→ GOAL
Nothing but the lines from the one containing "Question. The photo above holds the rear windshield." to the end of the data should be returned, exactly as written; pictures are omitted.

------------------------------------------------------------

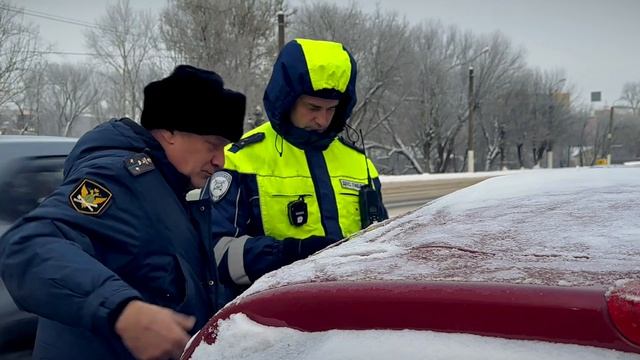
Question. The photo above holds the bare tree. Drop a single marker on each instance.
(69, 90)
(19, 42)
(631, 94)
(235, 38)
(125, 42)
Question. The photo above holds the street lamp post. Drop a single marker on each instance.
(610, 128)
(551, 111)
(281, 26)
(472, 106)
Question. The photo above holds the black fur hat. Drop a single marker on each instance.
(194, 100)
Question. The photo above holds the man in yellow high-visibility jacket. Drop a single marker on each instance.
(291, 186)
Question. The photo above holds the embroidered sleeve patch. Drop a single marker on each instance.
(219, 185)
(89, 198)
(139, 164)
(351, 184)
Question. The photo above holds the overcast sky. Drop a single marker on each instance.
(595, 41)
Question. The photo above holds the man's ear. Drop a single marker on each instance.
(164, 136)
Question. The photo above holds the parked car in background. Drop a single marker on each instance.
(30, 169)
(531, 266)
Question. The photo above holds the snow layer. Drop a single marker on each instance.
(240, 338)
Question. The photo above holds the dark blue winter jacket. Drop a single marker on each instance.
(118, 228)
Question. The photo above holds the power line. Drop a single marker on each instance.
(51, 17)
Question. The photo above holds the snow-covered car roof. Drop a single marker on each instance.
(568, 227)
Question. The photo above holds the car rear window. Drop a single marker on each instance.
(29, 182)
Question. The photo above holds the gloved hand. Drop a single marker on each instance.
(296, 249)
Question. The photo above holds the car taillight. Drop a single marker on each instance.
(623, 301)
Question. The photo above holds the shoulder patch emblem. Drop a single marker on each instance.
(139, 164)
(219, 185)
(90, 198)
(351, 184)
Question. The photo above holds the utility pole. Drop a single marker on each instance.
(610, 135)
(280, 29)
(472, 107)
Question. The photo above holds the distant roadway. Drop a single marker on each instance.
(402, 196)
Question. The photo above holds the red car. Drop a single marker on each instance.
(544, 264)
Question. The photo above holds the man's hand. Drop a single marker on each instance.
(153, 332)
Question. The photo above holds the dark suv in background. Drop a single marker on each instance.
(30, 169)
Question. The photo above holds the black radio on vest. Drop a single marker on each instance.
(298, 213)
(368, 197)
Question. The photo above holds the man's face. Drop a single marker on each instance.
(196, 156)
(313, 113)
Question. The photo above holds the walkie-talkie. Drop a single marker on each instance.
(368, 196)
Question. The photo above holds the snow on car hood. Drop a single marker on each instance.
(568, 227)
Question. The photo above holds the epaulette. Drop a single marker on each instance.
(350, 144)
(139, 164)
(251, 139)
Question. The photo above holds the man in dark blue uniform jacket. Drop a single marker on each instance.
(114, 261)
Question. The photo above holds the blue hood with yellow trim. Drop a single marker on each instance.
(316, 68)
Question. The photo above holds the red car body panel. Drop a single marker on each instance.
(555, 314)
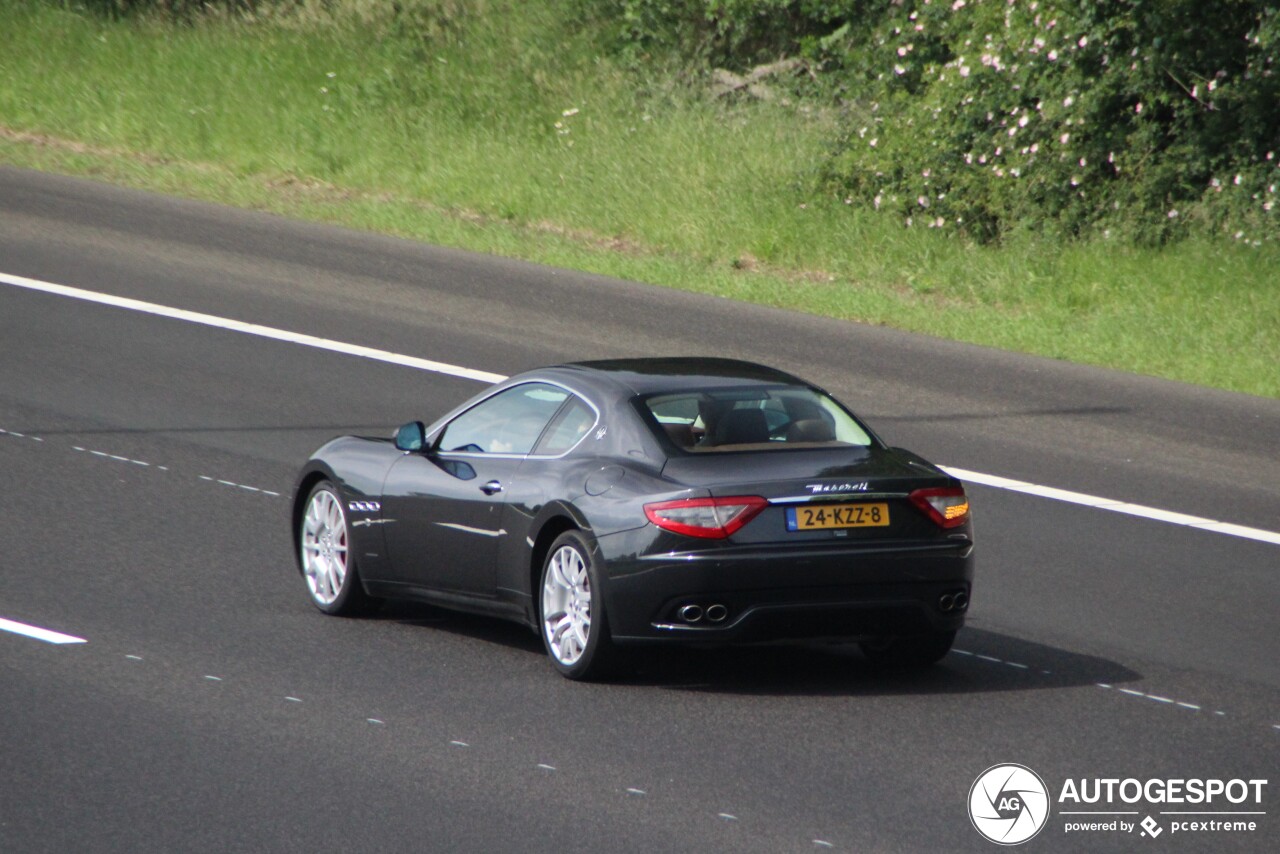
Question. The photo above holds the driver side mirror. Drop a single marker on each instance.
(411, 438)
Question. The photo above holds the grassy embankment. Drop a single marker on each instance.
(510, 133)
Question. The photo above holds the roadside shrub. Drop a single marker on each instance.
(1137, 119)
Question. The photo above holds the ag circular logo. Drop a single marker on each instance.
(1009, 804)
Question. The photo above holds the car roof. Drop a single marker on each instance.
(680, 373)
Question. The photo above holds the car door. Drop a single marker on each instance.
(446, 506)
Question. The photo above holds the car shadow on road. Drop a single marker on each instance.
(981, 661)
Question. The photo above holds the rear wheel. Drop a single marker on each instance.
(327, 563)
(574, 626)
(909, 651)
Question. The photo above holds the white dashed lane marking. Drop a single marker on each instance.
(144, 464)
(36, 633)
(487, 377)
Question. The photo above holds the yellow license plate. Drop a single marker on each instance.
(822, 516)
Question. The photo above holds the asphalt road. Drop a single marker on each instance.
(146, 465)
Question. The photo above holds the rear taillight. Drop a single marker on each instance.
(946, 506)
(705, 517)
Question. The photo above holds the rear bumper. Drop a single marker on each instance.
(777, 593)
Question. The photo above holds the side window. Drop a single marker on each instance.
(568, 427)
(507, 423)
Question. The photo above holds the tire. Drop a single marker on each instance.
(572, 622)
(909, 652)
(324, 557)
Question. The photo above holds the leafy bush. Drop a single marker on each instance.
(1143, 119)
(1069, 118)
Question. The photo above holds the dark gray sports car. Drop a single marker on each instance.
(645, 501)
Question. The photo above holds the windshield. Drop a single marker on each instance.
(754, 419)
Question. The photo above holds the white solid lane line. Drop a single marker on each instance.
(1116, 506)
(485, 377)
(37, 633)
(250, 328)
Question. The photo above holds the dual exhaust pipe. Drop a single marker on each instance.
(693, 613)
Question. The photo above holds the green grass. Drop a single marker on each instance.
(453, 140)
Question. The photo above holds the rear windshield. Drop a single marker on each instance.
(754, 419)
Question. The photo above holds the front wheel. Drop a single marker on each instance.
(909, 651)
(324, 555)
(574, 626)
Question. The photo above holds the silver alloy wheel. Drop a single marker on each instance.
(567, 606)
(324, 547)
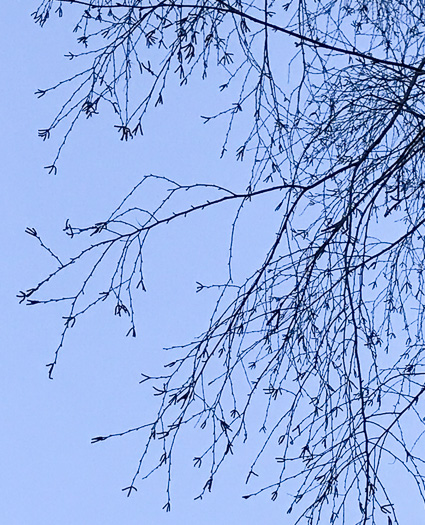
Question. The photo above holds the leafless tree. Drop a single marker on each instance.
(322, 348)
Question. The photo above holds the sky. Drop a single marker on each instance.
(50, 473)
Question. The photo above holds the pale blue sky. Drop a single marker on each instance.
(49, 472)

------------------------------------------------------------

→ FULL RESPONSE
Question. The photo above holds the rear windshield. Drop a single marker on each instance.
(754, 419)
Question. The photo above holds the front wheel. Drop a single marker on each instance.
(909, 651)
(324, 555)
(574, 626)
Question. The photo above holds the silver alloy wheel. Drop a single marker on each instance.
(567, 606)
(324, 547)
Question. The photo above holds the leafless tree. Drop a single marker on each instance.
(322, 348)
Question. The photo above holds the sky. Drop a single marker on each instance.
(50, 473)
Question. The photo above holds the pale blue sky. Drop a single marker on each instance.
(49, 472)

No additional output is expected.